В начале третьей главы законов праздничных приношений (хагига), совершаемых в Песах, Шавуот и Суккот, Рамбам пишет так: "Есть предписывающая заповедь собирать весь Израиль (мужчин, женщин и детей) и т. д. и зачитывать им, так чтобы они услышали, главы из Торы, побуждающие их к исполнению заповедей и укрепляющие их приверженность истинной вере, как сказано: "И заповедал им Моше так: "По прошествии семи лет, в назначенную пору года отпущения, в праздник Суккот. Когда придет весь Израиль предстать пред Г-сподом, Б-гом твоим... собери народ, мужчин и женщин, и малых детей... во вратах твоих". (Дварим, 31:10 и далее)"

Кто читал Рамбама (конкретно, его "Мишне Тора") тот знает, что там все четко структурировано. И в частности, в начале разговора о заповеди дается предельно краткое техническое описание. А вся лирика, если она вообще появляется – позже.

◆ СОБРАННЫЕ ДАННЫЕ
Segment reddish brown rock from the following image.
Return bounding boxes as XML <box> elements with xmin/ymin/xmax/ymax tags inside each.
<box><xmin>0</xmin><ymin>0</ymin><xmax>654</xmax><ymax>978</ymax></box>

◆ ИНСТРУКЦИЯ К ЗАДАНИЮ
Можете дословно воспроизвести из отрывка всё, начиная с «В начале третьей» и вплоть до «появляется – позже.»? Отвечайте только по отрывку, листинг не используйте.

◆ РЕЗУЛЬТАТ ЗАДАНИЯ
В начале третьей главы законов праздничных приношений (хагига), совершаемых в Песах, Шавуот и Суккот, Рамбам пишет так: "Есть предписывающая заповедь собирать весь Израиль (мужчин, женщин и детей) и т. д. и зачитывать им, так чтобы они услышали, главы из Торы, побуждающие их к исполнению заповедей и укрепляющие их приверженность истинной вере, как сказано: "И заповедал им Моше так: "По прошествии семи лет, в назначенную пору года отпущения, в праздник Суккот. Когда придет весь Израиль предстать пред Г-сподом, Б-гом твоим... собери народ, мужчин и женщин, и малых детей... во вратах твоих". (Дварим, 31:10 и далее)"

Кто читал Рамбама (конкретно, его "Мишне Тора") тот знает, что там все четко структурировано. И в частности, в начале разговора о заповеди дается предельно краткое техническое описание. А вся лирика, если она вообще появляется – позже.